> _Written instruction_
Rewrite every line of the items below in full. Increase each bounding box coordinate in the results by 50, and leave the sample coordinates in the comment lines unchanged.

> _Data listing_
__________
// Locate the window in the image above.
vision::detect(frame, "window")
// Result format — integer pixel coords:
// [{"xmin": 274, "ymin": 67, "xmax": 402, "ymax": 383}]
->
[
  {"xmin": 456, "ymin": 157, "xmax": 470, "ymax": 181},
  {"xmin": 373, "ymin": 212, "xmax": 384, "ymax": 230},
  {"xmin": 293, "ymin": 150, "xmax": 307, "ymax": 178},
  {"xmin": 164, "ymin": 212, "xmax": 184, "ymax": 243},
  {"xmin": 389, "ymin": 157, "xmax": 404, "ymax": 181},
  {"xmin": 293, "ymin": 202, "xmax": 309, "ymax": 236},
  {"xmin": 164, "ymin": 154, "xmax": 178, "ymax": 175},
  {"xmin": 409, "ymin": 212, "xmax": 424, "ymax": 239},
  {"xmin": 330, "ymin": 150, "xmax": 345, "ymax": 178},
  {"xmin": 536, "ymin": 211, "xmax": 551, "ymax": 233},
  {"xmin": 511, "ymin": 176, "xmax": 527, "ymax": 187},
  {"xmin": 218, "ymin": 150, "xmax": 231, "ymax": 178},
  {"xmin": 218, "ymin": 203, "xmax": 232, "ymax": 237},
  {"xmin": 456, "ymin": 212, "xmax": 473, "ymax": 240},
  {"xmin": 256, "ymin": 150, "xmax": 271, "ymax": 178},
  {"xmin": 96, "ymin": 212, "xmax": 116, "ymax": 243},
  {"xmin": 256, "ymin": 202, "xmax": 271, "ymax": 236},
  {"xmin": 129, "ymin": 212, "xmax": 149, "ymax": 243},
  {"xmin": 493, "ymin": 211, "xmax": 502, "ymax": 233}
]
__________
> _Exercise response_
// Locate the window in the image above.
vision::detect(frame, "window")
// Result format — integer pixel coords:
// [{"xmin": 274, "ymin": 67, "xmax": 402, "ymax": 383}]
->
[
  {"xmin": 506, "ymin": 207, "xmax": 520, "ymax": 231},
  {"xmin": 423, "ymin": 262, "xmax": 434, "ymax": 280},
  {"xmin": 343, "ymin": 200, "xmax": 357, "ymax": 228},
  {"xmin": 214, "ymin": 262, "xmax": 234, "ymax": 293},
  {"xmin": 439, "ymin": 207, "xmax": 454, "ymax": 231},
  {"xmin": 343, "ymin": 252, "xmax": 359, "ymax": 286},
  {"xmin": 214, "ymin": 204, "xmax": 228, "ymax": 225},
  {"xmin": 459, "ymin": 262, "xmax": 474, "ymax": 289},
  {"xmin": 380, "ymin": 200, "xmax": 395, "ymax": 228},
  {"xmin": 586, "ymin": 261, "xmax": 601, "ymax": 283},
  {"xmin": 561, "ymin": 226, "xmax": 577, "ymax": 237},
  {"xmin": 268, "ymin": 200, "xmax": 281, "ymax": 228},
  {"xmin": 268, "ymin": 253, "xmax": 282, "ymax": 287},
  {"xmin": 506, "ymin": 262, "xmax": 523, "ymax": 290},
  {"xmin": 306, "ymin": 200, "xmax": 321, "ymax": 228},
  {"xmin": 146, "ymin": 262, "xmax": 166, "ymax": 293},
  {"xmin": 306, "ymin": 252, "xmax": 321, "ymax": 286},
  {"xmin": 179, "ymin": 262, "xmax": 199, "ymax": 293},
  {"xmin": 543, "ymin": 261, "xmax": 552, "ymax": 283}
]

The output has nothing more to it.